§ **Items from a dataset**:
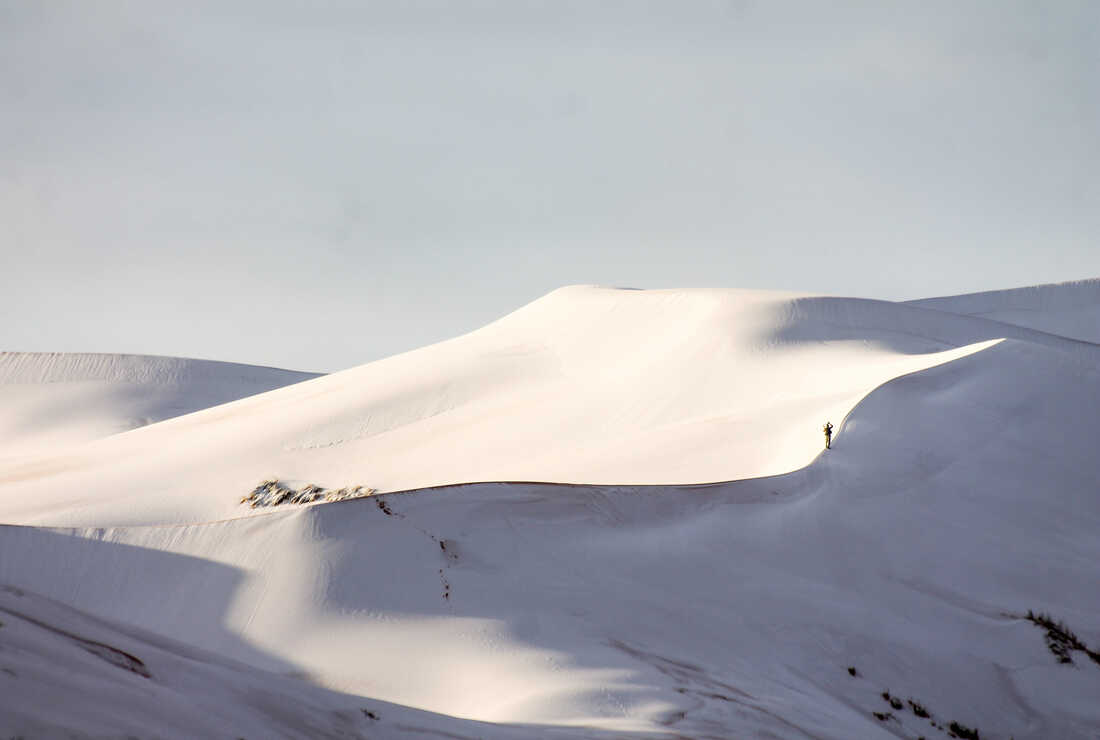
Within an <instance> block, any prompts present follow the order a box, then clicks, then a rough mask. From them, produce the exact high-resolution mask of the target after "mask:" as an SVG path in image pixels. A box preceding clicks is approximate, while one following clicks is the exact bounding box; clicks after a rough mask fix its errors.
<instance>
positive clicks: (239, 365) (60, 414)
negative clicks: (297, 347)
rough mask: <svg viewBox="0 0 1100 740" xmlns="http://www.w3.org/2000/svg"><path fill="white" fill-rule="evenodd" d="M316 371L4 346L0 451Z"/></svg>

§ **WORK INSTRUCTIONS**: Look above for the line containing "negative clicks: (297, 347)". From there to the final line of the entries, repeat every line exactly.

§ **TASK OUTPUT**:
negative clicks: (297, 347)
rough mask: <svg viewBox="0 0 1100 740" xmlns="http://www.w3.org/2000/svg"><path fill="white" fill-rule="evenodd" d="M316 371L4 346L0 451Z"/></svg>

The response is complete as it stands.